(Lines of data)
-------

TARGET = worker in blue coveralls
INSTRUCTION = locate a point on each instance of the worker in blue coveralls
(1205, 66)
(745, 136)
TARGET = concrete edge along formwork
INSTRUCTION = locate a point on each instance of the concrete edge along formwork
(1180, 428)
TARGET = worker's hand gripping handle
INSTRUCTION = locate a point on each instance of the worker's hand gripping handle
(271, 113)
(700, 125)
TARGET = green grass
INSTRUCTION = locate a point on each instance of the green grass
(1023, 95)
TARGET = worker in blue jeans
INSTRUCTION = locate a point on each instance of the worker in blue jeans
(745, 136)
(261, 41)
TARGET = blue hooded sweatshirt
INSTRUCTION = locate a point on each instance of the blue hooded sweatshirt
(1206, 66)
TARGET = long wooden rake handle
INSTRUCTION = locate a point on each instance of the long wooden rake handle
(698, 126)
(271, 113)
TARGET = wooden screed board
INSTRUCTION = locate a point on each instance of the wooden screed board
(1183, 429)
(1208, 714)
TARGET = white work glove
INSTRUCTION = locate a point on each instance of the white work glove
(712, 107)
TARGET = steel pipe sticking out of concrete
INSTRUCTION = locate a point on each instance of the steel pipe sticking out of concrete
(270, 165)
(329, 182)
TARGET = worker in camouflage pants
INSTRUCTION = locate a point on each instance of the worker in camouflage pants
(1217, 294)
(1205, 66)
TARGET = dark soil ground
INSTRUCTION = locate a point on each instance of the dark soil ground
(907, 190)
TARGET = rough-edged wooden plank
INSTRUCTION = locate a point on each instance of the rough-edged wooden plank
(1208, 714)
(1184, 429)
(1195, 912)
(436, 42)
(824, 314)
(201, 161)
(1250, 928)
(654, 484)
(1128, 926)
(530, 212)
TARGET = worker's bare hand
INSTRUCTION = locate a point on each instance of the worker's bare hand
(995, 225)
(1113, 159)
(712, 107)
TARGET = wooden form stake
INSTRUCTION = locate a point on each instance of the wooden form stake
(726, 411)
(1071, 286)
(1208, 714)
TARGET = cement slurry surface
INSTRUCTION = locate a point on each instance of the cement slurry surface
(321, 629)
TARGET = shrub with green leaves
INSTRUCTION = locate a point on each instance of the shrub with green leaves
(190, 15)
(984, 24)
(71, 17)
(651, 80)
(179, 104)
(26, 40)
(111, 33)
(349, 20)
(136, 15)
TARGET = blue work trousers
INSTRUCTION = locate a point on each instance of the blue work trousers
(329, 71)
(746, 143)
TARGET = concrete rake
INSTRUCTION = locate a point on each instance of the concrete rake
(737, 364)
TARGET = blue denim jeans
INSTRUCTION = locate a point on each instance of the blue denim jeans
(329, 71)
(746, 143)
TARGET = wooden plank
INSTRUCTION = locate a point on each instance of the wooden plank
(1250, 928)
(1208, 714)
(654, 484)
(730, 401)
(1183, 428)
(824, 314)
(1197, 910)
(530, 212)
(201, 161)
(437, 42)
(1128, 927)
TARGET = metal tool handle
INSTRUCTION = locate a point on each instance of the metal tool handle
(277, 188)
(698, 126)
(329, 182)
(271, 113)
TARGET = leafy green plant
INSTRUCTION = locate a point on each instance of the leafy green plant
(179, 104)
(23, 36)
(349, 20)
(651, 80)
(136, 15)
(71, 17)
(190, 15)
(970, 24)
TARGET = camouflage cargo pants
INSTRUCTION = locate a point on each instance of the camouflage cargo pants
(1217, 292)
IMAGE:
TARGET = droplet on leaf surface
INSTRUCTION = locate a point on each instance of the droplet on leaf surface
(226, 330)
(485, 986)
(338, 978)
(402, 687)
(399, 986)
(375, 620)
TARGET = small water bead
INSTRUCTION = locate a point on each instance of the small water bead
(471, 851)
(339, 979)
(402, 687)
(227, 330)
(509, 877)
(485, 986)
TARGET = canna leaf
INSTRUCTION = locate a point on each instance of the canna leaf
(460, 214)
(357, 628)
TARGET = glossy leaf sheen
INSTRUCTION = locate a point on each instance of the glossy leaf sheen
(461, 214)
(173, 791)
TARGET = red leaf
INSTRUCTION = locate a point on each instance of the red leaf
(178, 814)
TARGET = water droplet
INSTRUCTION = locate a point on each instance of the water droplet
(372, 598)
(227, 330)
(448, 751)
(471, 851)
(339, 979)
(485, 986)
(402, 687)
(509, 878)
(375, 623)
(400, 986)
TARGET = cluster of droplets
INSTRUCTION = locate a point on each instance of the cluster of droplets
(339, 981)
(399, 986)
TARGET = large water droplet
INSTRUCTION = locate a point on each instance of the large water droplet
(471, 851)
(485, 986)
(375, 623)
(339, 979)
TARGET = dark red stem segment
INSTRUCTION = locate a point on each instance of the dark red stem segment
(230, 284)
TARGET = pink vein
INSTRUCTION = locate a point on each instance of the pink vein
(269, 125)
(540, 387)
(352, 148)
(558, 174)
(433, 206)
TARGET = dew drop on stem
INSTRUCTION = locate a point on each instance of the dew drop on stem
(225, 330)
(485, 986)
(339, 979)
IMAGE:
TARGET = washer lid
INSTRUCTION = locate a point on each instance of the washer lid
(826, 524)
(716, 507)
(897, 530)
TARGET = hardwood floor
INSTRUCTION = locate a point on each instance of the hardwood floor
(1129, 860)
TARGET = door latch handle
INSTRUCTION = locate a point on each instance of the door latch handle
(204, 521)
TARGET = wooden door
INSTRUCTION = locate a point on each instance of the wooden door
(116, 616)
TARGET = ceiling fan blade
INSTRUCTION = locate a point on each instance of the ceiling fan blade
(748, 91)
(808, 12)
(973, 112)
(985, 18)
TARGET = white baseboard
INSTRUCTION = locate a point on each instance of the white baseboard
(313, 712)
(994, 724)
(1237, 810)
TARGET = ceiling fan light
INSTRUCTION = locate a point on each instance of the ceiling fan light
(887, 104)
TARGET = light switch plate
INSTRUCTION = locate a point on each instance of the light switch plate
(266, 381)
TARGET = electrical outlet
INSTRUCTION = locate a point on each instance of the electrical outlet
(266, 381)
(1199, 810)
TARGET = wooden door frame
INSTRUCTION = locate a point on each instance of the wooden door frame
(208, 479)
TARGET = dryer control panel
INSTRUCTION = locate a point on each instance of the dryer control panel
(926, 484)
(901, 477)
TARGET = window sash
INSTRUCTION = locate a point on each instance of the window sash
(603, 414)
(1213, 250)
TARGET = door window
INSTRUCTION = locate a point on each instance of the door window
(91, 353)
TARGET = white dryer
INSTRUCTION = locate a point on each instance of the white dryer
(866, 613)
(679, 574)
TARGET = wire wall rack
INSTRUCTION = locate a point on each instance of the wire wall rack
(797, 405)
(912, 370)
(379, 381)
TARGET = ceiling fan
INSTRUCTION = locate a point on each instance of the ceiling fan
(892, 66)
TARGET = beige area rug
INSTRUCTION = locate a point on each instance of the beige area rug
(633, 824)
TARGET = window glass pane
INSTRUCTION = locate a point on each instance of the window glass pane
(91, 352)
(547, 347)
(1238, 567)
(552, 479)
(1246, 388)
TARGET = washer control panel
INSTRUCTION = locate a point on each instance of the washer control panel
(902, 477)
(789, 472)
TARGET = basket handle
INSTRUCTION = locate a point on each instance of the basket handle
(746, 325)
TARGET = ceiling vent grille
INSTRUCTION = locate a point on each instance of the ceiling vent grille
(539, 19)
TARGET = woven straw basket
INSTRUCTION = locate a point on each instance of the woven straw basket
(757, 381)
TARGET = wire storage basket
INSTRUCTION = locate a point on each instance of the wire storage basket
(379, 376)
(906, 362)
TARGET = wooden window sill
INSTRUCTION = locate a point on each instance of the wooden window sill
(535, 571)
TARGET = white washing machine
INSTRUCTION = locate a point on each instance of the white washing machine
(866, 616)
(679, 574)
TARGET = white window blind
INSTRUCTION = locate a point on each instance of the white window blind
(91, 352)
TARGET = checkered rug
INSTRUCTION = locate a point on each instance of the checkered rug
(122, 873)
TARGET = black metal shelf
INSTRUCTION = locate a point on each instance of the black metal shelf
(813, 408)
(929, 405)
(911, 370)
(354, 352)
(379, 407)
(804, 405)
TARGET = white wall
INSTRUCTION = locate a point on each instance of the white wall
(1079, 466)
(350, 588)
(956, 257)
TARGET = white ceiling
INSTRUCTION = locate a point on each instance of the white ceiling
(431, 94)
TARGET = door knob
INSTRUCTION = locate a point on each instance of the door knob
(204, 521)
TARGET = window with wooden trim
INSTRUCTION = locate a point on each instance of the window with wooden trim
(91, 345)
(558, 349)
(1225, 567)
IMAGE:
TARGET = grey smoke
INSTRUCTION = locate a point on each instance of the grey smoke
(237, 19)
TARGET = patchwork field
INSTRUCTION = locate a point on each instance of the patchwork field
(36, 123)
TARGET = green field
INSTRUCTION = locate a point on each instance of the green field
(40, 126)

-------

Begin with the line that contains "TARGET = checkered rug" and quote each line after it exactly, stopping after the last line of the data.

TARGET = checkered rug
INSTRUCTION = locate a point on each instance of the checkered rug
(122, 873)
TARGET = black metal shelf
INSTRUCTION = locate a point on each instance of the black metal shelf
(813, 408)
(929, 405)
(911, 370)
(354, 352)
(379, 407)
(804, 405)
TARGET = white wall
INSTRUCTION = locate a point on each instance of the white wall
(1079, 466)
(350, 588)
(956, 257)
TARGET = white ceiling
INSTRUCTION = locate a point on each instance of the white ceiling
(431, 94)
TARGET = door knob
INSTRUCTION = locate a point on each instance of the door knob
(204, 521)
TARGET = window with wooden trim
INSTRUCTION = locate a point on each instance of the window with wooden trim
(91, 345)
(558, 349)
(1225, 567)
IMAGE:
TARGET = grey smoke
INSTRUCTION = locate a point on each instance of the grey smoke
(237, 19)
TARGET = patchwork field
INSTRUCTION = locate a point on each instance of the patchwork field
(36, 123)
TARGET = green field
INSTRUCTION = locate a point on each instance of the green field
(40, 126)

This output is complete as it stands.